## Description of the task
Return, exactly, the line that contains "Reviewer note: check that every instance of the garden" together with all lines after it to the end of the entries, and no further lines.

(Records drawn from a dataset)
# # #

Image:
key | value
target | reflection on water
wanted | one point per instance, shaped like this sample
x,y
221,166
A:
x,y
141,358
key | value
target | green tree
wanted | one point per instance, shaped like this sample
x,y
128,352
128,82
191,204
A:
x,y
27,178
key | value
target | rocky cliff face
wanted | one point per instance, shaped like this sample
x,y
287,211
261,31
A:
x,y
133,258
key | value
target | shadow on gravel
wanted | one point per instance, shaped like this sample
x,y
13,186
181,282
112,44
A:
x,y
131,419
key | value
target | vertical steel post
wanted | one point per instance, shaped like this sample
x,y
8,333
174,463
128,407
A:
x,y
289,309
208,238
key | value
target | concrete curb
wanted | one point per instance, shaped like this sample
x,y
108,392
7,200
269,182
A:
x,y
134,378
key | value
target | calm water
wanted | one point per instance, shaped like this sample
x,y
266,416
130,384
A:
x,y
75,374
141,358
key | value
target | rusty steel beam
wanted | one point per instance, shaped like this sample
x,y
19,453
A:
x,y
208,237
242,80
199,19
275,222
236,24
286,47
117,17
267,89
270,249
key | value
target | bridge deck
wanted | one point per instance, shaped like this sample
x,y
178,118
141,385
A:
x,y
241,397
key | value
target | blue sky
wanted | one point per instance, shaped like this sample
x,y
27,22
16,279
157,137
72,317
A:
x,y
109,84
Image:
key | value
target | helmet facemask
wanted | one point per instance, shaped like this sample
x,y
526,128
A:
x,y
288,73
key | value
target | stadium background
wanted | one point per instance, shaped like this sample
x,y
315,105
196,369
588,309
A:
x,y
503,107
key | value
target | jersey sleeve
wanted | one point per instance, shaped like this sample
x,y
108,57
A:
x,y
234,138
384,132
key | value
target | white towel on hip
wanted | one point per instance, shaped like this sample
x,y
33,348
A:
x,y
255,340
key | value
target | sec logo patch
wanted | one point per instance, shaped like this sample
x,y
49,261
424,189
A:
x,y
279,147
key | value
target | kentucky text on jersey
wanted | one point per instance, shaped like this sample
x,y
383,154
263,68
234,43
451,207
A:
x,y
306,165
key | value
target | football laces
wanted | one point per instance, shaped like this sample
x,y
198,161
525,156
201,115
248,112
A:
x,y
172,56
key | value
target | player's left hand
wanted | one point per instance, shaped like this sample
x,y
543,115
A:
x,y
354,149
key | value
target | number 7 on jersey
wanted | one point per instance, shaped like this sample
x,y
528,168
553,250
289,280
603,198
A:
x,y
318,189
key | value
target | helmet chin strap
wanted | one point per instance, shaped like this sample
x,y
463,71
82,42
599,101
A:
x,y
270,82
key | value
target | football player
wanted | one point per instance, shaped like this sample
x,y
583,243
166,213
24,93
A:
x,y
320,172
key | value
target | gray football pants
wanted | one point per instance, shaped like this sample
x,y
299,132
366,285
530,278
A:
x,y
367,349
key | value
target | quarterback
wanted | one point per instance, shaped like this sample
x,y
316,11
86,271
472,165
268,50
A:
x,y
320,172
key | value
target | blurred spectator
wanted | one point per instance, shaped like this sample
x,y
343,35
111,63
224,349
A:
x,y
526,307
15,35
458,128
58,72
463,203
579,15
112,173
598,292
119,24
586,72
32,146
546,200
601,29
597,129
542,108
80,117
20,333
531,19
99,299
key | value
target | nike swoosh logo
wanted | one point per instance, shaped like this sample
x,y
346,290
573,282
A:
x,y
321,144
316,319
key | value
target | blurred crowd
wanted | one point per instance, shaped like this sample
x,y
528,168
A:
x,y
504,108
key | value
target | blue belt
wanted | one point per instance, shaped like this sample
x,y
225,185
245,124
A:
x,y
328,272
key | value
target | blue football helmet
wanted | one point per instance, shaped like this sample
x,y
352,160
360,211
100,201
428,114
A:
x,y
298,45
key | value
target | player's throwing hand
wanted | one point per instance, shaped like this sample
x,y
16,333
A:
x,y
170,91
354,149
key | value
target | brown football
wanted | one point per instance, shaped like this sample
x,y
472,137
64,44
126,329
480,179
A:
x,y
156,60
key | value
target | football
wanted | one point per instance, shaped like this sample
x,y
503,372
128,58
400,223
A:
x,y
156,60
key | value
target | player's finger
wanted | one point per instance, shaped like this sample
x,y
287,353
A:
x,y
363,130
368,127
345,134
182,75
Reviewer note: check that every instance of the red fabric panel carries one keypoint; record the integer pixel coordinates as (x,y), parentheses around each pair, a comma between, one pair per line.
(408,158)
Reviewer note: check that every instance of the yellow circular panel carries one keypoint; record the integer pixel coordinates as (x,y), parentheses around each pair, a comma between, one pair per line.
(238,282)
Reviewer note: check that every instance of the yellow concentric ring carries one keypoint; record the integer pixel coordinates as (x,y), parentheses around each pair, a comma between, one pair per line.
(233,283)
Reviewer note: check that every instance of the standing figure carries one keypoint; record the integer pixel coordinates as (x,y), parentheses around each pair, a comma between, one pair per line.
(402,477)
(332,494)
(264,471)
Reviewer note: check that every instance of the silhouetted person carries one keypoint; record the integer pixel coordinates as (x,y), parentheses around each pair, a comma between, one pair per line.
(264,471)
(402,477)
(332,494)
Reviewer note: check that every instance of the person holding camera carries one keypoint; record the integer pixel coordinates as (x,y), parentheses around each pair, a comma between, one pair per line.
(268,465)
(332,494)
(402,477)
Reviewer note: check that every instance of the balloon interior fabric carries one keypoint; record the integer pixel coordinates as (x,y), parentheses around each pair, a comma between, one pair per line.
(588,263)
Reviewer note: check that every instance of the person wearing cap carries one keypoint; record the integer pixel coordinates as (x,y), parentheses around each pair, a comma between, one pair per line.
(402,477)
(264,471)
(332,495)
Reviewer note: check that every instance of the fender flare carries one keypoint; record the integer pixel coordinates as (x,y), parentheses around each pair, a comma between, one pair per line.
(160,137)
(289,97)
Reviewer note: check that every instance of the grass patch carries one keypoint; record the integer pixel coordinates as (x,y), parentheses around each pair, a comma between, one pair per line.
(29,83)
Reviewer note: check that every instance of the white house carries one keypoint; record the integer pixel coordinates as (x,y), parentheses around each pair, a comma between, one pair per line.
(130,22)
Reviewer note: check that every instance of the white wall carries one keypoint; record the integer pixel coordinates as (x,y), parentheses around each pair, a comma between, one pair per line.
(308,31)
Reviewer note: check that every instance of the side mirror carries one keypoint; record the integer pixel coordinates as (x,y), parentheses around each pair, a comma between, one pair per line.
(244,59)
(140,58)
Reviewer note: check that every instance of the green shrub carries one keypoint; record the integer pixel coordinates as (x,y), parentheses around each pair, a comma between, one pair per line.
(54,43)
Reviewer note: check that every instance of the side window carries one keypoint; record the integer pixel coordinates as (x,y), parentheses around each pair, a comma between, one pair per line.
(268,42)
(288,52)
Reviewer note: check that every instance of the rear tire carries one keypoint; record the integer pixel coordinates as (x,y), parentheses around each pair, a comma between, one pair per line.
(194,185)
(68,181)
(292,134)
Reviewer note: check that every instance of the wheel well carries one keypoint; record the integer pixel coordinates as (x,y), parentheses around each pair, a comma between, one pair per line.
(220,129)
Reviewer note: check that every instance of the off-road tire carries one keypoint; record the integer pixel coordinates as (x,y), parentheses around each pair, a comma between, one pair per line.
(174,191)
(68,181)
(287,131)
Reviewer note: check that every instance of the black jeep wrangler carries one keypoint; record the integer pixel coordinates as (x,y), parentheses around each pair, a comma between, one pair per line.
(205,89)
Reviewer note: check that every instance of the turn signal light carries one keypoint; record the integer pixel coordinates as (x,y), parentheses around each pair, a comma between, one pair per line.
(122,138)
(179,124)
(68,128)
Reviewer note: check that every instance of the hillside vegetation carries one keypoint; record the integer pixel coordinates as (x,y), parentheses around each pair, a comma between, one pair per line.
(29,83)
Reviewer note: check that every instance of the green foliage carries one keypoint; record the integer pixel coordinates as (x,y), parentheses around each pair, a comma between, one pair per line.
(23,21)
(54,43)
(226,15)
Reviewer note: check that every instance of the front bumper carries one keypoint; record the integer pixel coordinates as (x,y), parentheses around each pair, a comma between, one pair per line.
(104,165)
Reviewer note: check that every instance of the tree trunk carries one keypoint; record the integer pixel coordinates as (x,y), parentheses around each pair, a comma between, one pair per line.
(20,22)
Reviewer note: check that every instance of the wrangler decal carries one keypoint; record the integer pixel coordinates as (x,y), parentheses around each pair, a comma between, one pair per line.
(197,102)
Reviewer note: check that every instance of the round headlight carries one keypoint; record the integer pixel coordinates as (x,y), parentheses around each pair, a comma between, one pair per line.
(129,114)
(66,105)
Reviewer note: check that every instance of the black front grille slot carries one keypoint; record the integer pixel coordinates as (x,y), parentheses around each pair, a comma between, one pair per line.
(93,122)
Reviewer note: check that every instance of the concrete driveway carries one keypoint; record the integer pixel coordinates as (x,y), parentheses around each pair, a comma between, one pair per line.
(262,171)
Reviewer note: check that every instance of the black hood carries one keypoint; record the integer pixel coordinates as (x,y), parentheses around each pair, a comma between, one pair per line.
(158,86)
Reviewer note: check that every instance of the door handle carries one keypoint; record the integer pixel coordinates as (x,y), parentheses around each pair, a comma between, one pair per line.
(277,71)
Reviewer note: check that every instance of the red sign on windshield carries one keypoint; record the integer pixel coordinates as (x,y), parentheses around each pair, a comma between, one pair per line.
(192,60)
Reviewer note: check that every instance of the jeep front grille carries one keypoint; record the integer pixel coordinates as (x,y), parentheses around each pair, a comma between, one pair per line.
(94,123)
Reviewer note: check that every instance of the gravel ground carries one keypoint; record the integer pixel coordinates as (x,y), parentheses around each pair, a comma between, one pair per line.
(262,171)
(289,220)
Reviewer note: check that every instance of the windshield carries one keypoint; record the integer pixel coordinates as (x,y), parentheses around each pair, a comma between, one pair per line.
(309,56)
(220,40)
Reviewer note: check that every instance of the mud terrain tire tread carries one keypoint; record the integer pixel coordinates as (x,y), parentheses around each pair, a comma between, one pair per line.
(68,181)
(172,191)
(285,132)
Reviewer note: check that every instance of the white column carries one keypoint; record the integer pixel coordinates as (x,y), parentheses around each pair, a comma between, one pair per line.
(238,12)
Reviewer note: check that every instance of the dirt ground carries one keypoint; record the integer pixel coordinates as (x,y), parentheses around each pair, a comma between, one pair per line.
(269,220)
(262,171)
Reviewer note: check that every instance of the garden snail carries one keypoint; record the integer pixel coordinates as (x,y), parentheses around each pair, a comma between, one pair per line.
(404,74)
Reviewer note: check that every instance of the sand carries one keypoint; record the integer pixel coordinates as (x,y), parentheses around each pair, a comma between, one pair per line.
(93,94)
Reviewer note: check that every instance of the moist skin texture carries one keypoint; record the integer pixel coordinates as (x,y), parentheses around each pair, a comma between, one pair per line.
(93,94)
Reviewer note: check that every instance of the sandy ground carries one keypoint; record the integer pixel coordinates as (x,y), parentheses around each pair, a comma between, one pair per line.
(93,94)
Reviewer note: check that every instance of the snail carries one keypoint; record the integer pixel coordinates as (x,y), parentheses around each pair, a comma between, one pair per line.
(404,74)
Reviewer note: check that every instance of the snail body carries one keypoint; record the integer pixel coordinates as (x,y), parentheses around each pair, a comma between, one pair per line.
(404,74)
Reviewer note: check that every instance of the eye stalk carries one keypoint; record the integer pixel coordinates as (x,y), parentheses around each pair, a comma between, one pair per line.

# # #

## Exercise output
Reviewer note: check that every instance of the garden snail carries one keypoint; record the integer pixel coordinates as (x,y), parentheses around each pair, a comma between, one pair per line.
(404,74)
Reviewer note: check that every instance of the sand carries one keypoint; record the integer pixel coordinates as (x,y), parentheses around each pair, a comma between, one pair per line.
(93,94)
Reviewer note: check that every instance of the moist skin texture carries one keypoint; record the integer pixel coordinates as (x,y), parentheses around each pair, a comma between, one pair per line.
(93,94)
Reviewer note: check that every instance of the sandy ground carries one keypoint; record the integer pixel coordinates as (x,y), parentheses around each pair, a comma between, one pair per line.
(93,94)
Reviewer note: check that every instance of the snail carries one keypoint; record the integer pixel coordinates as (x,y), parentheses around each pair, a comma between, one pair per line.
(404,74)
Reviewer note: check that every instance of the snail body carries one keypoint; record the integer pixel coordinates as (x,y), parentheses around each pair, a comma between, one pair per line.
(404,74)
Reviewer note: check that every instance of the eye stalk carries one keypoint; record the integer pixel coordinates as (x,y), parentheses around each pair, a comma between, one pair per line.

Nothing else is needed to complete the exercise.